▸ Your instructions: All of the entries must be reproduced exactly, with no images carried over.

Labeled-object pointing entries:
— BEGIN —

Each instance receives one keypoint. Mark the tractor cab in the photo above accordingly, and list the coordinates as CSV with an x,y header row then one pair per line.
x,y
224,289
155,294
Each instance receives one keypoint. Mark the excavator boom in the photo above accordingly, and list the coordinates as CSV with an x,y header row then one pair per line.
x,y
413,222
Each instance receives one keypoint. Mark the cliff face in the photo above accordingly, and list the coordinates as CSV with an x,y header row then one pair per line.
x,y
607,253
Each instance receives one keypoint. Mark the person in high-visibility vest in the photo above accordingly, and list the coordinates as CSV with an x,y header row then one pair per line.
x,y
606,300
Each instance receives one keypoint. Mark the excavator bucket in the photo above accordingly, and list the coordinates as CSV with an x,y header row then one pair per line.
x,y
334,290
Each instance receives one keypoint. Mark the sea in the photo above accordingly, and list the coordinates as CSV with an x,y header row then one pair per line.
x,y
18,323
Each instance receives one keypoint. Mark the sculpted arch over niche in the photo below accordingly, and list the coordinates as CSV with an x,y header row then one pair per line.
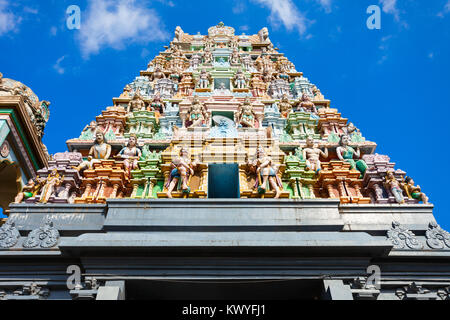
x,y
10,175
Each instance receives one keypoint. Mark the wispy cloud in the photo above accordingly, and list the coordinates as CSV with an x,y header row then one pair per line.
x,y
384,49
8,21
326,5
390,7
285,12
115,23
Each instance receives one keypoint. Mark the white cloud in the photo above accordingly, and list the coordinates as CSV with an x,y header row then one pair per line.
x,y
390,7
30,10
384,48
8,21
326,4
286,13
115,23
57,65
53,31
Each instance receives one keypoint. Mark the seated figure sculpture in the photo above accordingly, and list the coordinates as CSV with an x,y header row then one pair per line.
x,y
136,104
414,192
157,104
267,173
204,79
306,105
245,116
285,106
393,185
239,80
53,181
346,153
197,114
182,171
29,191
99,151
312,155
131,154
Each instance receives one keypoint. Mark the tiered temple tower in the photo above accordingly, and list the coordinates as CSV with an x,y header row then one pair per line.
x,y
222,133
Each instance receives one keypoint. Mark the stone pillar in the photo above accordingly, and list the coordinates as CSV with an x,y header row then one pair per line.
x,y
336,290
4,131
112,291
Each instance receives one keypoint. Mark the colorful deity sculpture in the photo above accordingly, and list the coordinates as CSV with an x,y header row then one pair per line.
x,y
29,191
235,57
197,114
259,87
240,82
247,62
88,132
306,105
347,153
50,185
126,91
157,104
312,155
204,79
101,150
157,75
136,104
131,155
207,57
318,96
391,183
414,192
246,116
267,173
182,171
285,106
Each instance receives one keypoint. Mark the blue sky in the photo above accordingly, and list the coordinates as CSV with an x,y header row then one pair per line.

— END —

▸ Result for this exercise:
Each instance receives one keypoint. Mark the tractor cab in the photo above accordingly, and list the coordinates as CSV with an x,y header row then one pair per line.
x,y
224,289
155,294
Each instance receives one keypoint. Mark the excavator boom in the photo above accordingly, and list the coordinates as CSV with an x,y header row then one pair per line.
x,y
413,222
Each instance receives one keypoint. Mark the cliff face in the photo above accordingly, and list the coordinates as CSV with an x,y header row then one pair per line.
x,y
607,253
Each instance receives one keypoint. Mark the person in high-visibility vest in the photo above accordingly, and list the coordinates as CSV with an x,y header row then one pair per line.
x,y
606,300
Each instance receives one keypoint. Mark the excavator bucket in the photo above accordingly, and list the coordinates as CSV with an x,y header row then one pair per line.
x,y
334,290
Each instance receives one keypoint. Mark the sea in the photo above accordingly, and list the coordinates as CSV with an x,y header row then one pair per line.
x,y
18,323
Each instance receives one keypoint. Mark the sculpted arch over niche in the photo below accordingly, and list the coordinates as CSV with an x,y header row then one pair per line.
x,y
10,175
Each instance receives one keypoint. Mark the wispy cloud in the photo above accordingly, and list the coordinates as CSV with an x,y header row then one pair per line.
x,y
384,49
8,21
326,5
390,7
285,12
115,23
Each instance receives one keypoint. Mark the white cloud in the photo above accordingly, and list the coordinates as CSV with an x,y header row then one pair per line.
x,y
390,7
30,10
384,48
8,21
326,4
286,13
115,23
57,65
53,31
Each instance receives one keypoint. Mark the seated figure sculpture in the photo above accordingly, and list the coordinates as CSV with an x,y header row then one pair per line.
x,y
136,104
414,192
157,104
267,173
204,79
306,105
245,116
285,106
393,185
239,80
53,181
346,153
197,114
182,171
29,191
99,151
312,155
131,154
Each instance receives one keypoint. Mark the tiered temple tower in the photo above accordingly, and list the coordinates as CSV with an x,y header row then one pair per line.
x,y
222,133
Each instance receives one keypoint. Mark the stone pillar in the photo above accordingly, and list the coordinates as CSV with an x,y header row then one pair per line.
x,y
336,290
4,131
112,291
Each instance receives one keypoint. Mark the colorful deity sculpture in the photo above accordingly, and list the coordinates as CSV with an x,y header row then one pair per line.
x,y
29,191
235,57
197,114
259,87
240,82
247,62
88,132
306,105
347,153
50,185
126,91
157,104
312,155
204,79
101,150
157,75
136,104
131,155
207,57
318,96
391,183
414,192
246,116
267,173
182,171
285,106
Each instance receives one keypoint. Mark the blue sky in the photo above accordingly, and list the coordinates as CSV with an x,y header row then one pair per line.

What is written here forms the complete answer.